===== Extract to read

Let's talk post-processing, the "final" step in digital photography. Often, this is the most involved, and can save even terrible photos. I rather like a shot I recently took and put through the paces, so I figured I'd document the high-level view here. Not the individual steps mind you (there are plenty), but enough to show why this is such a key part of the process. Each picture can be clicked to show a larger version.
My route home from Las Vegas flies over/around The Grand Canyon. Usually, I'm in an aisle seat, or asleep, or my camera is in the baggage compartment, or it's 1am and dark. My last trip, I made sure that none of these was an issue -- I flew home in the afternoon in a window seat on the right side of the plane, with my camera in my lap. Then I fell asleep. But I woke up just in time.
One of the MANY pictures I took was this one:
Nothing special, it's washed out, poorly-composed, and looks very little like what I saw. But I loved the landscape, the plateaus and canyons and cliffs. I figured I had to be able to save something of this shot. So I ran it through a bunch of Lightroom editing to get to this:
Better,but I'm still not a fan of my crop, it's VERY blue, and the details are still ill-defined. So to Photoshop it did go for some sharpening. Then there was more editing in Lightroom after that to come to this:
Now we're getting somwhere. The colour is reaching something recognizable, the details are, well, detailed, I like the crop more, and the contrast is showing off the depth of the scene. I could have left it here and been fairly happy with it. In fact, I almost did. But then I decided to see if running it through Photomatix as a 1-image pseudo-HDR shot would add anything.

==========
===== Data shown

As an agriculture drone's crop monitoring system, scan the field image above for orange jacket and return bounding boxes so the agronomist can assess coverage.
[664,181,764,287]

==========

_Exercise description_
Summarize the post on photo post-processing in two sentences.

_Exercise result_
The post shows how post-processing rescued a washed-out, poorly composed shot of the Grand Canyon taken from a window seat on a flight home from Las Vegas. The photo went through Lightroom editing, Photoshop sharpening and more Lightroom work that improved its color, detail, crop and contrast, and then the writer decided to see whether running it through Photomatix as a one-image pseudo-HDR shot would add anything.